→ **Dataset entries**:

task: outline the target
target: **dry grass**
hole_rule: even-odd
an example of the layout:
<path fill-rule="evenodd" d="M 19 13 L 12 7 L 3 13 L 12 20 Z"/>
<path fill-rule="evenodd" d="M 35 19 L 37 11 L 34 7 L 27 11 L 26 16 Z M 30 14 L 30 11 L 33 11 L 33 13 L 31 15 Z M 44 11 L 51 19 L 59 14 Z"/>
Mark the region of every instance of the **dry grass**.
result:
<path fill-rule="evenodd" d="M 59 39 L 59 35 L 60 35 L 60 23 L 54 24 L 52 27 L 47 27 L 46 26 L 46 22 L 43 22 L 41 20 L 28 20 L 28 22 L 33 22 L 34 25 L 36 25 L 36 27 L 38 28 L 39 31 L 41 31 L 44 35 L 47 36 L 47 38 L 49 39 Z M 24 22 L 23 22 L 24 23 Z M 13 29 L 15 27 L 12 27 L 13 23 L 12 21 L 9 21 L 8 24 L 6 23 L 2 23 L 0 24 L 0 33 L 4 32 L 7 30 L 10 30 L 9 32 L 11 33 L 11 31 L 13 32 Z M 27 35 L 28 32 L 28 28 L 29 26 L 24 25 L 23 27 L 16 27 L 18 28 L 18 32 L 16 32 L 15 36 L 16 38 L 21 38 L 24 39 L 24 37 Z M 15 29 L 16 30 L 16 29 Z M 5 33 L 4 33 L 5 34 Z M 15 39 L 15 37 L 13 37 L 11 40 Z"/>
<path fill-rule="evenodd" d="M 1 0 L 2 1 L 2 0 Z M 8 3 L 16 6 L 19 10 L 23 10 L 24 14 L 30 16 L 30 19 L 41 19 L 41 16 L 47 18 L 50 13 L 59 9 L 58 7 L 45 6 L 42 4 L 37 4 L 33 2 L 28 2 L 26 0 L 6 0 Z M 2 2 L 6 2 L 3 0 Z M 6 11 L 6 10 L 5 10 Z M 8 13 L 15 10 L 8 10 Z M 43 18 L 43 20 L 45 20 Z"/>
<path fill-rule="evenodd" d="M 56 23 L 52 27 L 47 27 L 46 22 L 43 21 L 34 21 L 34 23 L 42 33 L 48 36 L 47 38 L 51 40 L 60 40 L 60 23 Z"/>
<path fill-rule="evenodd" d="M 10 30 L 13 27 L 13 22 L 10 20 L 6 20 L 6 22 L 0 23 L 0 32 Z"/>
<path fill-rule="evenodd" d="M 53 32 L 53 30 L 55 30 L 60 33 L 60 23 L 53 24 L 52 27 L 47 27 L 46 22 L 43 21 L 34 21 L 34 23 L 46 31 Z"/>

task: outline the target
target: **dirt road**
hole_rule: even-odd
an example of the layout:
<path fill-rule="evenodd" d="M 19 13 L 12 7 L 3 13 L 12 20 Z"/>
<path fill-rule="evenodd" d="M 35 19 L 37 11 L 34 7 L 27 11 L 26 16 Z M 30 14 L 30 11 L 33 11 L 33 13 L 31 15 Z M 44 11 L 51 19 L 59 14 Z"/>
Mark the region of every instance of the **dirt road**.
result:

→ **TASK BRIEF**:
Your answer should hold every line of the entries that contains the string "road".

→ **TASK SOLUTION**:
target: **dirt road**
Mark the region of every instance of the **dirt road**.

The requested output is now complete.